Point localization data:
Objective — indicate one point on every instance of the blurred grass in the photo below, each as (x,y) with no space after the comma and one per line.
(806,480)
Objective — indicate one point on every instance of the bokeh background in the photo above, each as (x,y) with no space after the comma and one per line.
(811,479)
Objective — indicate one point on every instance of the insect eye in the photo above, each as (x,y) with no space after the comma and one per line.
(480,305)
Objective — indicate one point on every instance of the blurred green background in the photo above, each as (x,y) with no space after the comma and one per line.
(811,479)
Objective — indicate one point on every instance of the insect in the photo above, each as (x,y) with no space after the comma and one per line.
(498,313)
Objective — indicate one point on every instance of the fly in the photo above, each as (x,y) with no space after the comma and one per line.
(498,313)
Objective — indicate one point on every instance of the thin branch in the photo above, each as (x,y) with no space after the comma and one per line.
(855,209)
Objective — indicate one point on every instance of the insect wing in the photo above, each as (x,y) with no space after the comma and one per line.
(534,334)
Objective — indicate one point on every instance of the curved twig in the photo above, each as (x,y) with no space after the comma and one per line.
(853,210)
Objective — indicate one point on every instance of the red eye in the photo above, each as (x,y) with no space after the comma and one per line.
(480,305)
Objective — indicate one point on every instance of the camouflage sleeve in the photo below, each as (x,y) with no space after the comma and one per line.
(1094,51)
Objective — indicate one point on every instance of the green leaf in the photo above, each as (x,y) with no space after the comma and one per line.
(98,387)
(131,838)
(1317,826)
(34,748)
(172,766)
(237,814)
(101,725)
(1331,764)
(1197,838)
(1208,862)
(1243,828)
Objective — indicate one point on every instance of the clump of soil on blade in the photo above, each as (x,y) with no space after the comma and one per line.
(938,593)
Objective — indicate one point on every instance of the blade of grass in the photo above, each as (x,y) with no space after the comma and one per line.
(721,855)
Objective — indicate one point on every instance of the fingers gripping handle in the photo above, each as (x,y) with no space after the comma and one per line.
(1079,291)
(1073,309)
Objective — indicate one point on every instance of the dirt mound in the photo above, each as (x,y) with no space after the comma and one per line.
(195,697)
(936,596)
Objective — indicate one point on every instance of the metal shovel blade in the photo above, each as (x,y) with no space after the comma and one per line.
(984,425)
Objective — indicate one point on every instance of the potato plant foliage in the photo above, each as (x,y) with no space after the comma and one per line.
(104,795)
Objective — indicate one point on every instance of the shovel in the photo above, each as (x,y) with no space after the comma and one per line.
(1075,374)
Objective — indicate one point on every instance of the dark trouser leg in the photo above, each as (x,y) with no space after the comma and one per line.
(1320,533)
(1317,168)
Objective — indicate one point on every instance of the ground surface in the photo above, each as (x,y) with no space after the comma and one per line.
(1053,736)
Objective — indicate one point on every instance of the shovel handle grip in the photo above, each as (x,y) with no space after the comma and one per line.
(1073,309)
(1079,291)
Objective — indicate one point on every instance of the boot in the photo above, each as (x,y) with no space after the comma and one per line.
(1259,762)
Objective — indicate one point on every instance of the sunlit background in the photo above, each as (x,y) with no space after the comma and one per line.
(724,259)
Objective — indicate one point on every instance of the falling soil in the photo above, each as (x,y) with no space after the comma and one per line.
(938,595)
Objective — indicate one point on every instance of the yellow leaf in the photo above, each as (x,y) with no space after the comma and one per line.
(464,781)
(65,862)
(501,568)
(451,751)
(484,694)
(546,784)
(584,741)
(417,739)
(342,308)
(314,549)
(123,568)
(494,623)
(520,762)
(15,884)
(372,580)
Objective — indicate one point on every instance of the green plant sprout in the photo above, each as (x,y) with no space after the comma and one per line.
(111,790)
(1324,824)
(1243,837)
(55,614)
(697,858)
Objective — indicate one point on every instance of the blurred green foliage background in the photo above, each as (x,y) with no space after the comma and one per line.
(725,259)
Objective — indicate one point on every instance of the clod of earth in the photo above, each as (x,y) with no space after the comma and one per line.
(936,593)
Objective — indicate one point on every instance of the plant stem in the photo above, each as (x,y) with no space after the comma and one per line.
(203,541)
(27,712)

■ **ACTIVITY**
Would you output all the records above exactly as written?

■ **TASK ANSWER**
Objective — indicate one point on every instance of the blurred grass in the photo below, each as (x,y) with no space after the comma and one per line.
(806,480)
Objective — indicate one point on every instance of the bokeh background in the photo above, each as (x,y) with no space after the comma and one per line.
(811,479)
Objective — indicate one point on every instance of the insect eye in the photo above, each as (x,y) with no space after the comma and one per line.
(480,305)
Objective — indicate one point on every instance of the blurred green background in the photo above, each as (x,y) with no space after the comma and one per line.
(811,479)
Objective — indicate one point on every instance of the insect in the photo above, each as (x,y) with no space after the comma and one per line.
(498,313)
Objective — indicate one point on every instance of the fly in the photo above, each as (x,y) with no space after the comma and one per line.
(498,313)
Objective — indicate one point on every instance of the thin branch in the photo above, each as (x,y) with no space after the comma and one per line.
(855,209)
Objective — indicate one point on every instance of the insect wing in the photo above, each as (x,y) with no space after the comma and one per line.
(534,334)
Objective — indicate one point on every instance of the curved twig in the photo above, each as (x,y) with no space after the comma and one per line.
(853,210)
Objective — indicate one point on every instance of the red eye in the photo above, each as (x,y) with no space after the comma and one per line.
(480,305)
Objective — indicate one point on every instance of the camouflage sleeve in the photo below, each as (x,y) with no space after the comma and one per line.
(1094,51)
Objective — indicate one point on every instance of the green leaf in the photo above, each as (x,y) with no space after the comma and one per line.
(98,387)
(131,838)
(1317,826)
(34,748)
(172,766)
(237,814)
(101,725)
(1331,764)
(1197,838)
(1208,862)
(1243,828)
Objective — indicate one point on every instance of the clump of soil on blade in the photo above, each as (x,y) with no space after the comma and one per line.
(938,593)
Objective — indicate one point on every instance of the blade of grass in the photo above, each as (x,y) with no space after the comma and one per line.
(721,855)
Objective — indicate one point on every instance of the fingers gripping handle in the photo above, each as (x,y) with no space after the comma and one per line.
(1079,291)
(1073,309)
Objective — indicate one point on every instance of the dirt mound in the photo above, each as (x,y) with no space after the comma and one per line.
(195,697)
(936,596)
Objective — indicate one point on every instance of the metal shovel blade in the photo above, each as (x,y) with no space after the comma and one per line.
(984,425)
Objective — indicate one point on every instance of the potato plant foliage in the photo above, each as (x,y) with no space after the comma and one per line.
(104,795)
Objective — indicate one point on every instance of the shovel in the photo above, each as (x,y) with no space after the comma and one per line.
(1075,374)
Objective — indicate one point on every instance of the dark trouser leg in the photo above, each as (x,y) with no space after the comma and one per line.
(1320,533)
(1317,168)
Objective — indicate one point on every instance of the ground surface in the photo above, each as (x,y) with no space after the comma and one per line.
(1053,736)
Objective — indicate one point on every instance of the shovel handle grip in the photo above, each as (x,y) with no space after the comma and one per line.
(1073,309)
(1079,291)
Objective — indicate one point on every instance of the boot in the photo above, each as (x,y) with no space after the comma and one per line.
(1259,762)
Objective — indicate one point on every instance of the sunlit background in the photo above, each as (x,y) with no space after the comma and one per line.
(724,259)
Objective — indicate one point on every instance of the falling soil in the photo above, each as (x,y) with no space after the comma and one per line.
(938,595)
Objective — indicate one point on every instance of the yellow leaf in the photo above, each as (x,y) with no space after the comma and one per line.
(464,781)
(65,862)
(501,568)
(451,751)
(484,694)
(546,784)
(584,741)
(417,739)
(342,308)
(314,549)
(123,568)
(494,623)
(520,762)
(15,884)
(372,580)
Objective — indicate one point on every instance of the green plant sprout in the photo above, each as (x,y) with no space after the comma and one per line.
(111,790)
(1324,824)
(1243,837)
(55,614)
(697,858)
Objective — indicate one point on every instance of the blurred green foliage background in the photo above, each as (x,y) with no space after the comma and one per line.
(725,259)
Objective — indicate one point on every instance of the clod of earth in the photo above, each as (x,y) with no space after the comma and one per line.
(936,593)
Objective — indicate one point on every instance of the plant stem in the photo above, each as (x,y) with no space after the comma and one per line.
(203,541)
(27,712)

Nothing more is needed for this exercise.